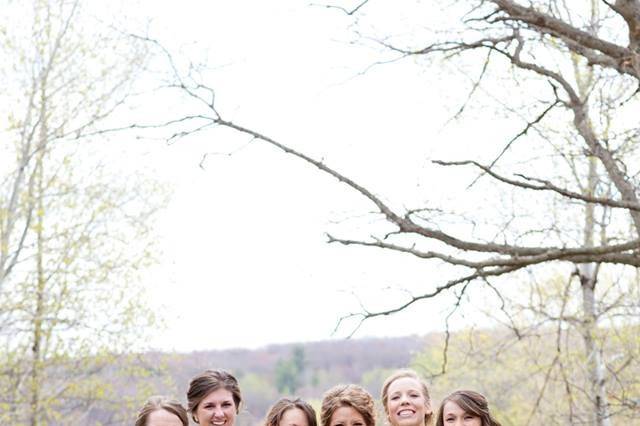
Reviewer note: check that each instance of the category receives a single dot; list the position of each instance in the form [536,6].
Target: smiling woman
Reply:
[465,408]
[214,398]
[406,400]
[347,405]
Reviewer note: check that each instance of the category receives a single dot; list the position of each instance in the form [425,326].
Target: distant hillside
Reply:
[263,373]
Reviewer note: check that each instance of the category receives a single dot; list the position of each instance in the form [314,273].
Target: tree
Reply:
[73,236]
[571,78]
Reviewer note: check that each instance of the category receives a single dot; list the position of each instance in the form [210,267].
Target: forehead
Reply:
[347,412]
[294,415]
[404,384]
[163,418]
[451,407]
[218,395]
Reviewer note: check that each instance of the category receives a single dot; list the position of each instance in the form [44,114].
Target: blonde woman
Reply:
[406,400]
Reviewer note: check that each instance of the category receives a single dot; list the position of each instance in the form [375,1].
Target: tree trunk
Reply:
[588,280]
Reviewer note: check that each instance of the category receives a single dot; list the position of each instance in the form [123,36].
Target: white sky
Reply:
[245,259]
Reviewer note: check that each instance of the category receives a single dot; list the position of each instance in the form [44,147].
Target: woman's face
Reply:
[406,404]
[294,417]
[347,416]
[453,415]
[163,418]
[217,408]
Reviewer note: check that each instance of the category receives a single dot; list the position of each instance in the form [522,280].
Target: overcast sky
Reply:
[245,260]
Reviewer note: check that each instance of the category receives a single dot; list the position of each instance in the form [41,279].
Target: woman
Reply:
[406,400]
[291,412]
[465,408]
[214,398]
[347,405]
[162,411]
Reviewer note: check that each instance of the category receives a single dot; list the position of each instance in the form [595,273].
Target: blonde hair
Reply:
[156,403]
[399,374]
[276,412]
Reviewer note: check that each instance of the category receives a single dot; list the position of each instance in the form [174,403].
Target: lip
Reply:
[405,412]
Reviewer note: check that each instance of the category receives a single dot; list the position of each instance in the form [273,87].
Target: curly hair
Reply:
[276,412]
[158,402]
[470,402]
[347,396]
[208,381]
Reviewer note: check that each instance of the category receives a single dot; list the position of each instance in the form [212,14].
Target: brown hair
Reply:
[276,412]
[347,396]
[208,381]
[471,402]
[399,374]
[156,403]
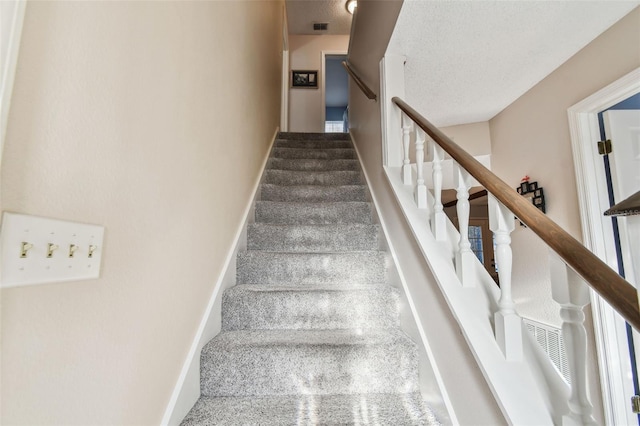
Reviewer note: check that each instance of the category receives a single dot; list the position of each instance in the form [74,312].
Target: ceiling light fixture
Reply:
[351,6]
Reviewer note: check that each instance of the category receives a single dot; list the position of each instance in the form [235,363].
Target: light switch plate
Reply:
[20,231]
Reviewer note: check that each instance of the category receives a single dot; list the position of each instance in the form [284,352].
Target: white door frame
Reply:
[284,96]
[323,88]
[10,36]
[609,328]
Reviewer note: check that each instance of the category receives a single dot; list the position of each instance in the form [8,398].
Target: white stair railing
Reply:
[569,289]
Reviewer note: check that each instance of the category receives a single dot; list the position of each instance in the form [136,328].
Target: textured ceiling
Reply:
[302,14]
[468,60]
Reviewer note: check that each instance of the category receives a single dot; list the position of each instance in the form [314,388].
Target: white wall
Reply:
[150,119]
[470,396]
[305,105]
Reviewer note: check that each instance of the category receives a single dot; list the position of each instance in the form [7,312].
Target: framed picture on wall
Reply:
[304,79]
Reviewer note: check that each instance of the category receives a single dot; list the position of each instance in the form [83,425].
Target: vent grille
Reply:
[550,340]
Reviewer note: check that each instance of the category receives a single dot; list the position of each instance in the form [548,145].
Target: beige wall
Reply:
[306,105]
[150,119]
[475,138]
[531,137]
[471,398]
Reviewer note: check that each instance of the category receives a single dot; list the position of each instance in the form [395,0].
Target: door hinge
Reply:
[635,404]
[604,147]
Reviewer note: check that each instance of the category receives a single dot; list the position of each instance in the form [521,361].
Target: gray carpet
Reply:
[310,335]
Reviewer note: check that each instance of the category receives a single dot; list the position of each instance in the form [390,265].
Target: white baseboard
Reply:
[437,396]
[187,389]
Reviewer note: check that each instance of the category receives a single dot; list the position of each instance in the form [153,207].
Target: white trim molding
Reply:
[187,389]
[610,328]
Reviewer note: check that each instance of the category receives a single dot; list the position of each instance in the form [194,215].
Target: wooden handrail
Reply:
[361,84]
[605,281]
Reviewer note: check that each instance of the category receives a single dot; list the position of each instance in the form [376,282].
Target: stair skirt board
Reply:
[310,332]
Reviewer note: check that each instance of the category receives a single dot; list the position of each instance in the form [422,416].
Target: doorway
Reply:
[336,92]
[610,329]
[620,124]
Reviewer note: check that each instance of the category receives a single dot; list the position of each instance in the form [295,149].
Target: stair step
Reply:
[280,307]
[398,409]
[313,213]
[307,164]
[295,177]
[354,268]
[312,144]
[314,136]
[312,238]
[275,362]
[314,193]
[320,154]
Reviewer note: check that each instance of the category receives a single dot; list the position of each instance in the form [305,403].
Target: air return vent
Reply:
[551,341]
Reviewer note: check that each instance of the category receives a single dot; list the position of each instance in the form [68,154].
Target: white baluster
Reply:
[507,322]
[572,294]
[464,256]
[421,188]
[439,219]
[406,141]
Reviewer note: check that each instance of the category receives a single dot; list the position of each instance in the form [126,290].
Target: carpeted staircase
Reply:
[310,334]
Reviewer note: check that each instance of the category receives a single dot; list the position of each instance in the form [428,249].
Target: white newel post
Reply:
[407,124]
[464,256]
[507,322]
[391,84]
[572,294]
[421,188]
[439,219]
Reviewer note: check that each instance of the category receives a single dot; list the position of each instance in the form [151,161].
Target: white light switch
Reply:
[38,250]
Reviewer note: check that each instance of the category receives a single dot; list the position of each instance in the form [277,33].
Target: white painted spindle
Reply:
[507,322]
[421,188]
[439,219]
[572,294]
[464,256]
[406,141]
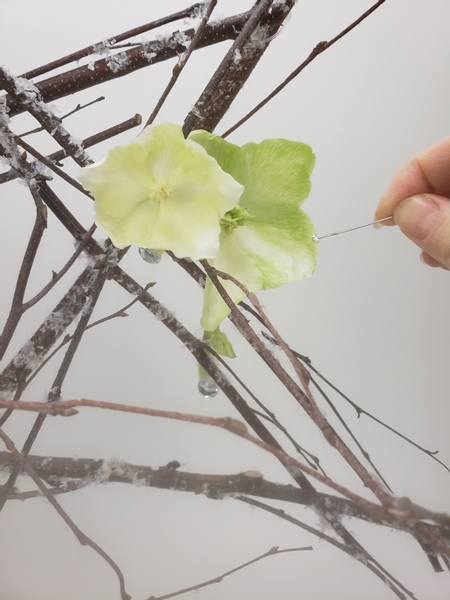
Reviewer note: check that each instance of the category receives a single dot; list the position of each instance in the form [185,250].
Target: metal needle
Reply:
[317,238]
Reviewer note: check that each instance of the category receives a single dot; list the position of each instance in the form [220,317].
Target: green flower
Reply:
[162,192]
[266,240]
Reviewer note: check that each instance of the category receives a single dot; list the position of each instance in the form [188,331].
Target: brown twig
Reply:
[82,537]
[70,113]
[234,71]
[321,47]
[306,400]
[272,552]
[176,72]
[106,134]
[110,42]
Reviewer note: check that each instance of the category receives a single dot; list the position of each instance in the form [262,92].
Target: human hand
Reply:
[418,198]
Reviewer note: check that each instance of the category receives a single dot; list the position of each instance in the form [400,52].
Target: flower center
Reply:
[160,190]
[234,218]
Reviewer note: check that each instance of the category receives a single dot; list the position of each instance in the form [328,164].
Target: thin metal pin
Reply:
[317,238]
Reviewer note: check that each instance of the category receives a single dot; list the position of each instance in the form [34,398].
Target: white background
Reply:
[373,319]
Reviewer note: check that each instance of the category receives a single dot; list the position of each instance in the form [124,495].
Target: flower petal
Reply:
[274,246]
[162,191]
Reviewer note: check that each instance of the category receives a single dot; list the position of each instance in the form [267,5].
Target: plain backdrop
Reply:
[373,319]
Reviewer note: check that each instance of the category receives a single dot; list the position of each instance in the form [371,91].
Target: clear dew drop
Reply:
[208,388]
[149,256]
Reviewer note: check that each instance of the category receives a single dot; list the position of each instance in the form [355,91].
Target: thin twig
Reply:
[106,134]
[359,410]
[321,47]
[94,48]
[82,537]
[307,401]
[182,61]
[272,552]
[70,113]
[16,312]
[362,557]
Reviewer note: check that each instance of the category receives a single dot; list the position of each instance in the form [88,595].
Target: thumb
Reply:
[425,219]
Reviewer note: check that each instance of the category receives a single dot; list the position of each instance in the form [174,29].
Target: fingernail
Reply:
[417,216]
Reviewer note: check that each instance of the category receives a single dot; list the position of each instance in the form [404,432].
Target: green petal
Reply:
[275,245]
[162,191]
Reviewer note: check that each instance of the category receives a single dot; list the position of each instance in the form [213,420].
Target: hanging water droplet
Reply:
[150,256]
[208,388]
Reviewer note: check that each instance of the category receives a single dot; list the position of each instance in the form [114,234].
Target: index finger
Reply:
[428,172]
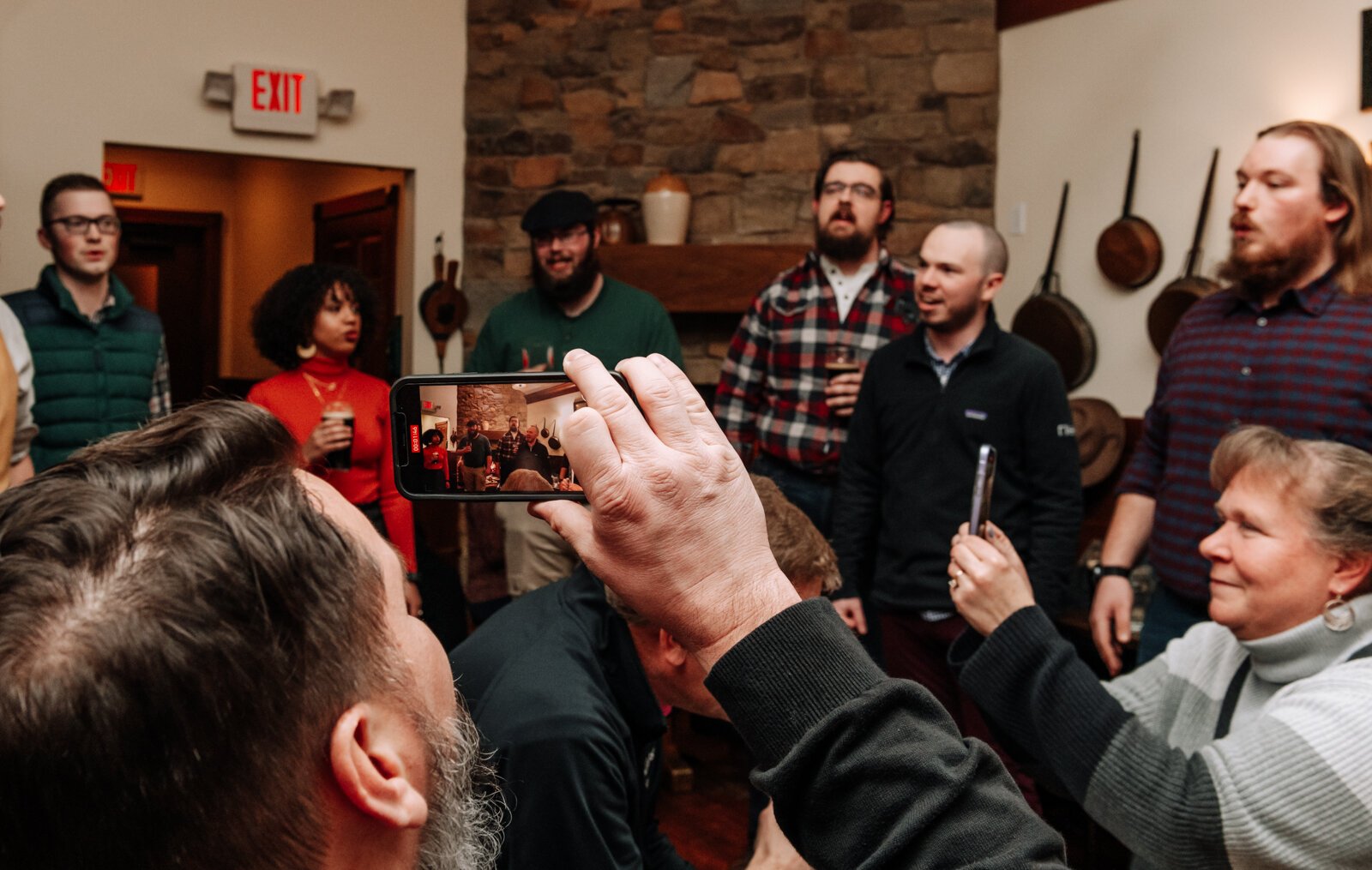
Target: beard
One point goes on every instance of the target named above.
(571, 288)
(1257, 276)
(843, 249)
(466, 811)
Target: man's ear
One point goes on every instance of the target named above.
(1335, 213)
(672, 652)
(365, 753)
(1351, 573)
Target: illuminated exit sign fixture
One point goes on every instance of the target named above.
(274, 99)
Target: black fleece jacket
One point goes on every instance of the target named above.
(905, 482)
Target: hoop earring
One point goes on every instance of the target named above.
(1338, 615)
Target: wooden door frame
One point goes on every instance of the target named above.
(210, 308)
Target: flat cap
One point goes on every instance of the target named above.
(557, 210)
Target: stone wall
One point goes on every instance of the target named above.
(741, 98)
(491, 404)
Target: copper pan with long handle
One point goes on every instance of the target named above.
(1177, 297)
(1053, 323)
(1129, 251)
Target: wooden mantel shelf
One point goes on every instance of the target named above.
(700, 279)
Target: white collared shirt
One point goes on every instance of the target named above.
(847, 285)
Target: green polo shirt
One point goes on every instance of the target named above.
(622, 323)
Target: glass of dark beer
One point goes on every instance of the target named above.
(340, 459)
(839, 360)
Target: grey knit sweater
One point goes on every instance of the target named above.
(1289, 787)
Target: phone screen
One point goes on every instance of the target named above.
(484, 436)
(981, 490)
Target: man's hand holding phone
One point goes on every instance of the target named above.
(676, 525)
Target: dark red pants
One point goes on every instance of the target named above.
(918, 651)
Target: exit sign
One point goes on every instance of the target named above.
(123, 180)
(276, 99)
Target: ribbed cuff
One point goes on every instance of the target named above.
(788, 674)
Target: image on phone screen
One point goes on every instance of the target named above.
(484, 436)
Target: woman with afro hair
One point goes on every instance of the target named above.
(312, 323)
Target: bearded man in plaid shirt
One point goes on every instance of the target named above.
(774, 402)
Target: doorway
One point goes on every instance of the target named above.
(261, 214)
(171, 262)
(360, 231)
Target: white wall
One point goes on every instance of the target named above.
(1191, 75)
(75, 75)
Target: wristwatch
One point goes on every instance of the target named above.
(1099, 571)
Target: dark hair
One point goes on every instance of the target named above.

__Try it__: Pictures are to be left out, and the lines from the beginning of the records through the line with "Target: woman's face" are to be printed exactly, with nothing added.

__Written solution__:
Reviewer note: check that each instance of the category receives a single dot; list the position of each instance in the form [536,6].
Target: smiling woman
Reply:
[465,408]
[214,398]
[406,400]
[347,405]
Reviewer note: check that each instance of the category receives a single dot; list the position of each instance in the form [425,326].
Target: distant hillside
Reply:
[263,373]
Reviewer note: check that each instance of the category receives a single dot; list the position of each instance in the form [314,273].
Target: tree
Reply:
[73,236]
[571,78]
Reviewer note: check that each instance of the category receives a single dot; list the position of each instance in the form [210,267].
Target: forehead
Reply:
[347,412]
[294,415]
[404,384]
[163,418]
[451,407]
[218,395]
Reviewer note: check that each instance of the category receives a single dot; list the position of each instance in the form [44,114].
Target: blonde woman
Reply:
[406,400]
Reviewer note: check that each instance of the category receives a single dot; list the position of each instance in the form [375,1].
Target: tree trunk
Reply:
[588,280]
Reviewer note: check that each instance of the category receives a single dot; list the position of each instance in the form [123,36].
Target: white sky
Reply:
[245,259]
Reviewer note: check that each instance of the category receives a single dot; list the position of each instance in the form [44,147].
Target: woman's face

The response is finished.